WRITTEN PROBLEM. Copy the material again, starting at the line containing "Expected: a point placed on each instance of the chimney" and ending with the last line of the material, swapping "calm sea" for "still sea" and changing nothing else. Leave the pictures out.

START

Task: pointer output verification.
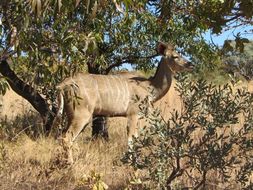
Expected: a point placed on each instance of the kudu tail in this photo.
(58, 116)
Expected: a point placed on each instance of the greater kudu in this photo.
(84, 95)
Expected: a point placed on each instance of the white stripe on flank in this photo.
(117, 84)
(99, 102)
(85, 91)
(127, 94)
(61, 104)
(110, 90)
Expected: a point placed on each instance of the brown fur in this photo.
(84, 95)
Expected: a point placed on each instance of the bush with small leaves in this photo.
(203, 146)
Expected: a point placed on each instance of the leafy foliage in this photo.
(201, 141)
(239, 62)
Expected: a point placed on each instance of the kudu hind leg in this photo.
(132, 130)
(76, 125)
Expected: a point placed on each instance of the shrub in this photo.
(202, 145)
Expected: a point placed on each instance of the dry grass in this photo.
(27, 163)
(38, 164)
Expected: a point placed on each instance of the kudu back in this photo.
(85, 95)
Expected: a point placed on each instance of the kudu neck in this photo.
(161, 81)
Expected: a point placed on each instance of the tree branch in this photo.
(129, 59)
(29, 93)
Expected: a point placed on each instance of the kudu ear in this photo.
(161, 48)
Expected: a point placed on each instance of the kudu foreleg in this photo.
(79, 120)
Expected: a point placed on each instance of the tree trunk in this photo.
(30, 94)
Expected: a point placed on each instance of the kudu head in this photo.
(175, 61)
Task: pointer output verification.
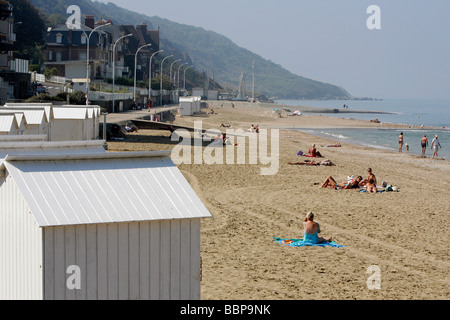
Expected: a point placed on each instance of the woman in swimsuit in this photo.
(400, 143)
(312, 229)
(424, 144)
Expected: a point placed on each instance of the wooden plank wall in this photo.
(124, 261)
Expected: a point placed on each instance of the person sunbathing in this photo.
(371, 176)
(349, 184)
(313, 163)
(314, 153)
(371, 186)
(311, 230)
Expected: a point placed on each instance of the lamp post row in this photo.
(135, 67)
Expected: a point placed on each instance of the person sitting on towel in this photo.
(312, 229)
(313, 152)
(349, 184)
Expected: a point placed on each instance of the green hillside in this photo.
(218, 55)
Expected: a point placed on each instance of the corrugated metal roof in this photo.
(8, 122)
(104, 188)
(70, 113)
(47, 107)
(33, 148)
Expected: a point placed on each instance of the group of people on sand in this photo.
(314, 153)
(370, 183)
(253, 128)
(435, 145)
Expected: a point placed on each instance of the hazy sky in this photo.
(329, 41)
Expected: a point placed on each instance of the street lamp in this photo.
(171, 69)
(150, 74)
(160, 85)
(135, 65)
(178, 79)
(114, 64)
(87, 59)
(184, 86)
(178, 74)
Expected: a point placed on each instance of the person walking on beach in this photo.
(424, 144)
(400, 143)
(435, 145)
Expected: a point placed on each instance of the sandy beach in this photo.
(405, 233)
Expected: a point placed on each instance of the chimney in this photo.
(89, 21)
(142, 28)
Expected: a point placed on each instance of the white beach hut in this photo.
(8, 124)
(98, 226)
(63, 122)
(36, 119)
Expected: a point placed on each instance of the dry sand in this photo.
(405, 234)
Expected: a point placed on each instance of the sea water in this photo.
(411, 114)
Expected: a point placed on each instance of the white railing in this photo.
(107, 96)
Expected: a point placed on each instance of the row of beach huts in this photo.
(80, 223)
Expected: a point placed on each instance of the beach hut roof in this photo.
(73, 189)
(20, 117)
(35, 144)
(7, 122)
(47, 107)
(63, 112)
(32, 116)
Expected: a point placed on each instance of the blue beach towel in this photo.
(301, 243)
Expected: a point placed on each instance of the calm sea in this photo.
(411, 113)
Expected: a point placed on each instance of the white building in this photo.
(60, 123)
(36, 119)
(9, 125)
(97, 225)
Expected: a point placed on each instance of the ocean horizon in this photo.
(411, 113)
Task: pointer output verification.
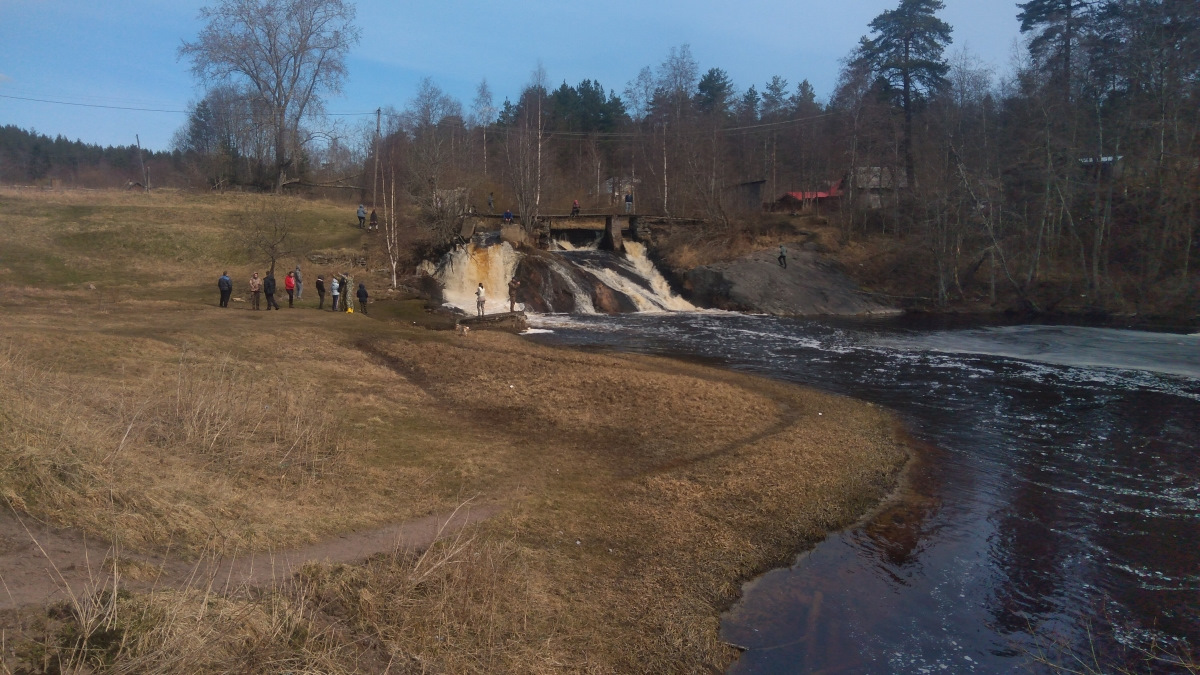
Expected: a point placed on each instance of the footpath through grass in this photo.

END

EXPECTED ANSWER.
Expected: a point placed on each instance of the chimney in this photo.
(89, 21)
(142, 28)
Expected: a point placed on each instance of the white beach hut in this photo.
(8, 124)
(98, 226)
(63, 122)
(36, 119)
Expected: a point placed on each instance of the dry sand in this photo.
(405, 234)
Expected: a point placed on each instance of the sea water in this photo.
(411, 114)
Expected: a point placed on each instance of the white railing in this photo.
(107, 96)
Expected: a point placed on each instance of the row of beach huts in this photo.
(80, 223)
Expected: a point placed on each instance of the beach hut roof in this photo.
(73, 189)
(20, 117)
(35, 144)
(7, 122)
(47, 107)
(63, 112)
(32, 116)
Expected: a point placed on each instance of the blue beach towel in this photo.
(301, 243)
Expected: a point placed on each instance of the still sea in this photo.
(411, 113)
Expected: a point placed on each instance of the white building in this photo.
(60, 123)
(36, 119)
(9, 125)
(97, 225)
Expected: a point placed on each instance of the ocean horizon in this photo.
(411, 113)
Task: pointer output verification.
Expected: a point placed on each instance of the footpath through grass in this photo.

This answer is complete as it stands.